Saved entries:
=== Begin Enclosure ===

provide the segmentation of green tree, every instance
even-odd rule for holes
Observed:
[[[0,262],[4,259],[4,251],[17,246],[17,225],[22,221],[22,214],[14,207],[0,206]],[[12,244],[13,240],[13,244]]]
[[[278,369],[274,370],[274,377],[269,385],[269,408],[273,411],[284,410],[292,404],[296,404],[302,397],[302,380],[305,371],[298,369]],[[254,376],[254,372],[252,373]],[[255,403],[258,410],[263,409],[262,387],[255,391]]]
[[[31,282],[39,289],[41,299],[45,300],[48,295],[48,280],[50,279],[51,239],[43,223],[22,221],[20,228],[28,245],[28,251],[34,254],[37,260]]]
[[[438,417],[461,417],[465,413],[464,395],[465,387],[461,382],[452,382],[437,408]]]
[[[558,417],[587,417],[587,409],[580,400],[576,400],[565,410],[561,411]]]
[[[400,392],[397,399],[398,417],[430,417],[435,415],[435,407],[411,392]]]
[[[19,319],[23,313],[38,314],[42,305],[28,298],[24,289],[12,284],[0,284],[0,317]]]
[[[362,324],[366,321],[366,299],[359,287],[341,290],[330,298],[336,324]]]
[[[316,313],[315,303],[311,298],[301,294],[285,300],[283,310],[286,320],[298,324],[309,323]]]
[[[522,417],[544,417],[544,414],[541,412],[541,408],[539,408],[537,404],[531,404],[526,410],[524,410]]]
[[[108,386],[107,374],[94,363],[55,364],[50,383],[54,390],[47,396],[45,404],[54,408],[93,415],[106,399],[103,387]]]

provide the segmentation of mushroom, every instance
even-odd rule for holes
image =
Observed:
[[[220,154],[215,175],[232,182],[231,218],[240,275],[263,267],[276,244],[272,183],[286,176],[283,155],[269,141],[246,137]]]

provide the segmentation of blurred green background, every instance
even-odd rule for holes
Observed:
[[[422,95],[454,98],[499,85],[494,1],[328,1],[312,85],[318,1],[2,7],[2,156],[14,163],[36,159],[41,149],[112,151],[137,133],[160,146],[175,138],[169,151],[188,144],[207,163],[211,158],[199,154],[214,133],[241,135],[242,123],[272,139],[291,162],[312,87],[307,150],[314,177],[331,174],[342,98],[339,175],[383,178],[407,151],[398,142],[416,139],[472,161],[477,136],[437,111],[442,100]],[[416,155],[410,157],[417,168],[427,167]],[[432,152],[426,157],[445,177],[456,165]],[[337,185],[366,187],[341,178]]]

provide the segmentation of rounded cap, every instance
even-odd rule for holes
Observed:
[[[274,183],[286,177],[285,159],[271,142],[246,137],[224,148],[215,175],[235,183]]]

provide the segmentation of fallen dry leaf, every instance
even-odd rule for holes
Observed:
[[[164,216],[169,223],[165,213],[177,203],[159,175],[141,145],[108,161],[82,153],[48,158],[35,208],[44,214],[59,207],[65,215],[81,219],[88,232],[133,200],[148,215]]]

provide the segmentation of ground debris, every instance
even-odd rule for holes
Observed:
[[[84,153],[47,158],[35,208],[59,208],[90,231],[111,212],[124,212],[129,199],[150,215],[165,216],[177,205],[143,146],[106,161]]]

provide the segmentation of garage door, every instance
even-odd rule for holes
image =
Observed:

=== End Enclosure ===

- _Exercise aim_: Write the data out once more. Keep every word the same.

- _Your solution_:
provide the segmentation of green tree, every instance
even-odd rule for holes
Observed:
[[[0,262],[4,259],[4,251],[17,246],[17,225],[22,221],[22,214],[14,207],[0,206]],[[12,244],[13,240],[13,244]]]
[[[278,369],[274,370],[274,377],[269,385],[269,408],[273,411],[284,410],[292,404],[296,404],[302,397],[302,380],[305,371],[298,369]],[[254,376],[254,372],[252,373]],[[255,403],[258,410],[263,409],[262,387],[255,391]]]
[[[31,282],[39,289],[41,299],[45,300],[48,295],[48,280],[50,279],[51,239],[43,223],[22,221],[20,228],[28,245],[28,251],[34,254],[37,260]]]
[[[438,417],[461,417],[465,413],[464,395],[465,387],[461,382],[452,382],[437,408]]]
[[[558,417],[587,417],[587,409],[580,400],[576,400],[565,410],[561,411]]]
[[[400,392],[397,399],[398,417],[430,417],[435,415],[435,407],[411,392]]]
[[[19,319],[23,313],[38,314],[42,305],[28,298],[24,289],[12,284],[0,284],[0,317]]]
[[[362,324],[366,321],[366,299],[359,287],[341,290],[330,298],[336,324]]]
[[[316,313],[315,303],[311,298],[301,294],[285,300],[283,310],[286,320],[298,324],[309,323]]]
[[[522,417],[544,417],[544,414],[541,412],[541,408],[539,408],[537,404],[531,404],[526,410],[524,410]]]
[[[108,386],[107,374],[94,363],[55,364],[50,383],[54,390],[47,396],[45,404],[54,408],[93,415],[106,399],[103,387]]]

provide the segmentation of mushroom, every instance
even-odd rule for holes
image =
Observed:
[[[220,154],[215,175],[232,182],[231,218],[240,275],[263,267],[276,244],[272,183],[286,176],[283,155],[269,141],[246,137]]]

provide the segmentation of blurred green background, every instance
even-odd rule for holes
Observed:
[[[422,95],[454,98],[499,85],[494,1],[328,1],[312,85],[318,1],[2,7],[2,156],[14,163],[36,159],[41,149],[112,151],[137,133],[160,146],[175,138],[169,151],[188,144],[207,163],[211,158],[199,154],[214,133],[241,135],[242,123],[272,139],[291,162],[312,87],[307,150],[314,177],[331,174],[342,98],[339,175],[383,178],[407,151],[398,142],[416,139],[472,161],[477,136],[437,111],[442,100]],[[416,155],[410,157],[417,168],[427,167]],[[432,152],[426,157],[445,177],[456,165]],[[337,185],[366,187],[341,178]]]

provide the segmentation of rounded cap, every instance
even-odd rule for holes
Observed:
[[[274,183],[286,177],[285,159],[271,142],[246,137],[224,148],[215,175],[235,183]]]

provide the segmentation of fallen dry leaf, every instance
even-odd rule for holes
Observed:
[[[164,216],[169,223],[165,213],[177,203],[159,175],[141,145],[108,161],[82,153],[48,158],[35,208],[44,214],[59,207],[65,215],[81,219],[88,232],[133,200],[148,215]]]

provide the segmentation of ground debris, every instance
even-odd rule for holes
Observed:
[[[84,153],[47,158],[35,208],[59,208],[90,231],[111,212],[124,212],[129,199],[150,215],[165,216],[177,205],[143,146],[106,161]]]

provide the segmentation of garage door, every instance
even-odd rule for holes
image =
Observed:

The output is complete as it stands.